====== Data lines

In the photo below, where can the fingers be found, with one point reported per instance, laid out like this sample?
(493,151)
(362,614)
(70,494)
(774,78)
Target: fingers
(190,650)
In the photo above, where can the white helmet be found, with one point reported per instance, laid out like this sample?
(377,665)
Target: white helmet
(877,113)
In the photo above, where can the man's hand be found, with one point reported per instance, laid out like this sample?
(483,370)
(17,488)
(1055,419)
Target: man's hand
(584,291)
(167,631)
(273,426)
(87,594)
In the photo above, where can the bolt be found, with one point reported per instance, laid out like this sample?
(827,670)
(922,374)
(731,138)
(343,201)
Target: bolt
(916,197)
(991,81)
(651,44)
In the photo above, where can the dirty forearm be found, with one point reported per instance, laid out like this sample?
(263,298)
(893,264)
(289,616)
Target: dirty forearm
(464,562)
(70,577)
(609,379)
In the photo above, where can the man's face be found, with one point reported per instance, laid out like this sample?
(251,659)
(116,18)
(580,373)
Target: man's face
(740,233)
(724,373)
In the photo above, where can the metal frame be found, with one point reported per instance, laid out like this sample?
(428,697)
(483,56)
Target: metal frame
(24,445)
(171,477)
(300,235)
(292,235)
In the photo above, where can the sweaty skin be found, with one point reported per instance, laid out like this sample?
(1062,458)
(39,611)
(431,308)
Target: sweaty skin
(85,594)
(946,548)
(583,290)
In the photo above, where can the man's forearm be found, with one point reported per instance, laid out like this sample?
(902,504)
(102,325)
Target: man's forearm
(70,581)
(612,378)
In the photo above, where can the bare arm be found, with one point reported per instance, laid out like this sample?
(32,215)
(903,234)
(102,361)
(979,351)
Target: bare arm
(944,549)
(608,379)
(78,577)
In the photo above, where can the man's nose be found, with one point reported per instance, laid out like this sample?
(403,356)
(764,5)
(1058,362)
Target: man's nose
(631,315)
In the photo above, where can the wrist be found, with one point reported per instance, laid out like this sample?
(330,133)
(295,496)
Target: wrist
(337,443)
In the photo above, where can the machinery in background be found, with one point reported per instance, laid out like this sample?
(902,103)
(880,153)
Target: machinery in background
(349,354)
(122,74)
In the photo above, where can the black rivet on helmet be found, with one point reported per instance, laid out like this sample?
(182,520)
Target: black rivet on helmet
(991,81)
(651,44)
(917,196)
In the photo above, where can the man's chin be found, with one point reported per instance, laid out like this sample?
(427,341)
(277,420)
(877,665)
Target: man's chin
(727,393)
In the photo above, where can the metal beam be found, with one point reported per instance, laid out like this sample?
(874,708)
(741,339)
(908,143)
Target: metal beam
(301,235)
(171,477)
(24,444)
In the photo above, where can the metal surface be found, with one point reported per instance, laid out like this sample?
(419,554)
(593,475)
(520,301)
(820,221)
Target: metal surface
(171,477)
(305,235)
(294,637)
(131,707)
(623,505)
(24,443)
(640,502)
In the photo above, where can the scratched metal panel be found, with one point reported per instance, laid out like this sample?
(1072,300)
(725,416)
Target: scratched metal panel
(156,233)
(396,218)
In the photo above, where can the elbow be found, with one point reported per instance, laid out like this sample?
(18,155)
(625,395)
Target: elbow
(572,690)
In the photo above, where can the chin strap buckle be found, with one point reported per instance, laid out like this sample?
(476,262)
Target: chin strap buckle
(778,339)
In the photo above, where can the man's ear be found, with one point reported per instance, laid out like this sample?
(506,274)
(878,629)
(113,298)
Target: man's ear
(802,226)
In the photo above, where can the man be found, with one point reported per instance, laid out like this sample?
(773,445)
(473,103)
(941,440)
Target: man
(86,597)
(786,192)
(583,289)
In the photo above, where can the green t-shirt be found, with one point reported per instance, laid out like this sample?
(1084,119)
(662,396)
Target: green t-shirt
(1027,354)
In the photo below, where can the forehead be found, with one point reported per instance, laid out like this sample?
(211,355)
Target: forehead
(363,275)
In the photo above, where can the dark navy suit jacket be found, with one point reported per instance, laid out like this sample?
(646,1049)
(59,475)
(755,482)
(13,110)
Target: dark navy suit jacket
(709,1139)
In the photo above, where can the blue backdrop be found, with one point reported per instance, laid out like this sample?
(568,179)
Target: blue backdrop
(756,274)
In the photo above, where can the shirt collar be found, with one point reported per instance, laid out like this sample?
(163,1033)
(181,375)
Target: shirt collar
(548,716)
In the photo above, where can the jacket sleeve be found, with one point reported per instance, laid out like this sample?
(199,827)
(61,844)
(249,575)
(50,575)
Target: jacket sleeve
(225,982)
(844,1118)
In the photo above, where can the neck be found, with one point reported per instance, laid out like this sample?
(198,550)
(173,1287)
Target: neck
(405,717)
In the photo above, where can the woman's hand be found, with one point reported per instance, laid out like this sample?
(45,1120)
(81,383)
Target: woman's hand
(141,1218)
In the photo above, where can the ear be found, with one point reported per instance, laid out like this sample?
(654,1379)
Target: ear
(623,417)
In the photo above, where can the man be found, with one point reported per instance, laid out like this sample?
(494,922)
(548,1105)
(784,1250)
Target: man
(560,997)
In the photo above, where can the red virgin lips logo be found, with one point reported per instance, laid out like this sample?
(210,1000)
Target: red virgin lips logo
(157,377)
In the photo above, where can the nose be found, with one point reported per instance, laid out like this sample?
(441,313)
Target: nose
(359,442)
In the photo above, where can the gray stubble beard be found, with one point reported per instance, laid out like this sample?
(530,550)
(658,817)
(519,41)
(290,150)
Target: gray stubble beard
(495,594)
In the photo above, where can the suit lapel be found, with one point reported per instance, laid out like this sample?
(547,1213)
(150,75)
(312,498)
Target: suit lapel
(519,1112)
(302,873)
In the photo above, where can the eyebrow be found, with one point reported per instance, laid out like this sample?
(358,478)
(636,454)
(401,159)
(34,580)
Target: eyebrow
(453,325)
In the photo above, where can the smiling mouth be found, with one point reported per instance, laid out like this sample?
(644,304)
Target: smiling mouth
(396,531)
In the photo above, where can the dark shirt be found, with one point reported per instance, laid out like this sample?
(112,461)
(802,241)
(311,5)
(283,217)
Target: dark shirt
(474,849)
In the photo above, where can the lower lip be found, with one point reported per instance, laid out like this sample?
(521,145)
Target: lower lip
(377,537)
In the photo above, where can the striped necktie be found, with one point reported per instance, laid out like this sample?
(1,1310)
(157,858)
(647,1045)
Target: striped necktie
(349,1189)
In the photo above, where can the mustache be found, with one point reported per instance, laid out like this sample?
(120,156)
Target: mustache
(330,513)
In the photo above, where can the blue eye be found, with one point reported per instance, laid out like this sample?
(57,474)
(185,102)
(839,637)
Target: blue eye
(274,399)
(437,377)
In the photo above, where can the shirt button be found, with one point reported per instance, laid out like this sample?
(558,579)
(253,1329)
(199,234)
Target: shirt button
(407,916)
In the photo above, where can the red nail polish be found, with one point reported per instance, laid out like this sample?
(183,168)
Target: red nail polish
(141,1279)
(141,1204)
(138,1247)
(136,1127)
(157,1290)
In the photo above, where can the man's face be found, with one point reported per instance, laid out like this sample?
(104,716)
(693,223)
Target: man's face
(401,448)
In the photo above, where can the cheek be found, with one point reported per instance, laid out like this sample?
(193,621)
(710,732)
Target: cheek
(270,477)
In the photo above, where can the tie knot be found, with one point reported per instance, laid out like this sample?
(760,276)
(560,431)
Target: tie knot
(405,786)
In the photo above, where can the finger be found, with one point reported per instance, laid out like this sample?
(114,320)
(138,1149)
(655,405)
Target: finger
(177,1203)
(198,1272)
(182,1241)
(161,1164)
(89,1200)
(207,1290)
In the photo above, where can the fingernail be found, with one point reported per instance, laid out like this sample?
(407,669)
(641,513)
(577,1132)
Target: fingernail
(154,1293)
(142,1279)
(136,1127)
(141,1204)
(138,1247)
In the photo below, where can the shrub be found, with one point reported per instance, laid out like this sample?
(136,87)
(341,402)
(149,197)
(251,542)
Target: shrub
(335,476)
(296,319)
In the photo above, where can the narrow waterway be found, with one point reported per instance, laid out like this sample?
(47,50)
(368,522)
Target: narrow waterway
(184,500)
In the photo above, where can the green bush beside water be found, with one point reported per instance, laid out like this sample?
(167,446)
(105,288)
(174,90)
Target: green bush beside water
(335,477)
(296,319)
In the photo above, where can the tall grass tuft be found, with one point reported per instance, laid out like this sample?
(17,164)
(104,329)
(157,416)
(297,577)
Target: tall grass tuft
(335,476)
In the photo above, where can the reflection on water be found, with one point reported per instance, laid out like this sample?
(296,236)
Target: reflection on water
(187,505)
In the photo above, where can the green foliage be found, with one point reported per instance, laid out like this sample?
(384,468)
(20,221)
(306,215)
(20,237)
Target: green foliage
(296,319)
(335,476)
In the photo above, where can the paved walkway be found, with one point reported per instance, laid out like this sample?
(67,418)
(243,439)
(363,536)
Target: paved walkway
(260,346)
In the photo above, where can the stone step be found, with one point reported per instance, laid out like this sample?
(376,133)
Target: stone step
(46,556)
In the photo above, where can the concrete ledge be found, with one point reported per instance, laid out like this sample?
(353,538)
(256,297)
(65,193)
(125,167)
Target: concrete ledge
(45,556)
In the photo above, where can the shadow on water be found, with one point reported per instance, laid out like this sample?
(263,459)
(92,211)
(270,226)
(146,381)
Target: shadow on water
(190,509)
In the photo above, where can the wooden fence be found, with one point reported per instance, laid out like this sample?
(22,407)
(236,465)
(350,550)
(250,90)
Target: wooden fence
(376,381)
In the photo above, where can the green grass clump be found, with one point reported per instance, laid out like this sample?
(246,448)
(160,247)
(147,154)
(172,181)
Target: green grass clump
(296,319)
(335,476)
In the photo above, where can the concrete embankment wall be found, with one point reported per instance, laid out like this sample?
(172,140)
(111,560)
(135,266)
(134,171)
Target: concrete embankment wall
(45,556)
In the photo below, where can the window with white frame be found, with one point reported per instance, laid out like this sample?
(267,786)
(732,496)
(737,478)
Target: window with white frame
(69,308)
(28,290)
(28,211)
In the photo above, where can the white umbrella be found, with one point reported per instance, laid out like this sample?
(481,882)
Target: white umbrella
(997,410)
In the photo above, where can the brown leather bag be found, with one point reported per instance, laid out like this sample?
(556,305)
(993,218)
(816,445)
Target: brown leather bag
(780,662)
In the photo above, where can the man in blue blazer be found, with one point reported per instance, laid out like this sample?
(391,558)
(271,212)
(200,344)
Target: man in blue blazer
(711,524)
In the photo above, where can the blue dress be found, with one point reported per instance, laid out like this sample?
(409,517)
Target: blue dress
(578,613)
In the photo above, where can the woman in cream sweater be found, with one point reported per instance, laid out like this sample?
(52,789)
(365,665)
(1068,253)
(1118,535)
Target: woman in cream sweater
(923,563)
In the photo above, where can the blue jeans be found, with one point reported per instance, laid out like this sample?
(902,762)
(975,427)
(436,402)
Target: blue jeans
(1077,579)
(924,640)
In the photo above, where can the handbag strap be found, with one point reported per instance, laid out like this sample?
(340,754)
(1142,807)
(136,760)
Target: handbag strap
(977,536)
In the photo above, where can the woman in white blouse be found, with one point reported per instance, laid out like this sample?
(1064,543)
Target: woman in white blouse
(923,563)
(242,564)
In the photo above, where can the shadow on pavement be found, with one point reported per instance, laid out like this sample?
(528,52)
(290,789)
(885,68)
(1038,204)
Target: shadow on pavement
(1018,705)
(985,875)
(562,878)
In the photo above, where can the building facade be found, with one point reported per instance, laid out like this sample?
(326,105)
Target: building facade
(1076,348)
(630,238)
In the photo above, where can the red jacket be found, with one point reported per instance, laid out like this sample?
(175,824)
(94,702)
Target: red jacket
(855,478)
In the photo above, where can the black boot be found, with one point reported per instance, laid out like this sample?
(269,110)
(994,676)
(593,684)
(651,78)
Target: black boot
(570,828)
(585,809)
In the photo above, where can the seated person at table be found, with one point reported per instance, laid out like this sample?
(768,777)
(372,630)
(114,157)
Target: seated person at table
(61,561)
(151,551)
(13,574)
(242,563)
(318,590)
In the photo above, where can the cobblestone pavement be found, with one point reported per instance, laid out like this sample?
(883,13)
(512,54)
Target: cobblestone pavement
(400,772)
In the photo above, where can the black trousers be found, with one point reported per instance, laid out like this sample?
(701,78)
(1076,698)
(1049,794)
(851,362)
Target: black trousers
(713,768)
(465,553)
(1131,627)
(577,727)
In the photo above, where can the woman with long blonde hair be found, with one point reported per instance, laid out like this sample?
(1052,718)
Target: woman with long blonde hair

============

◆ **Short problem**
Exactly and only the lines from the line containing "In the photo above, where can the cobblestone" through the last line of the entries should be copied, both ends included.

◆ **Written reply**
In the photo above, where can the cobblestone pavement be found, with one point reported per instance, laid out like this sample?
(883,13)
(512,54)
Target: cobblestone pavement
(400,772)
In the photo above, where can the black trousers be found, with one point reported per instance, laid out like this sample?
(701,78)
(1076,698)
(1049,794)
(851,362)
Target: black trousers
(713,768)
(465,553)
(1131,627)
(577,727)
In the photo above, where can the woman with long blonde hair be found, with one point reported per instance, laid out like this sample?
(1052,718)
Target: woman with long blonde hair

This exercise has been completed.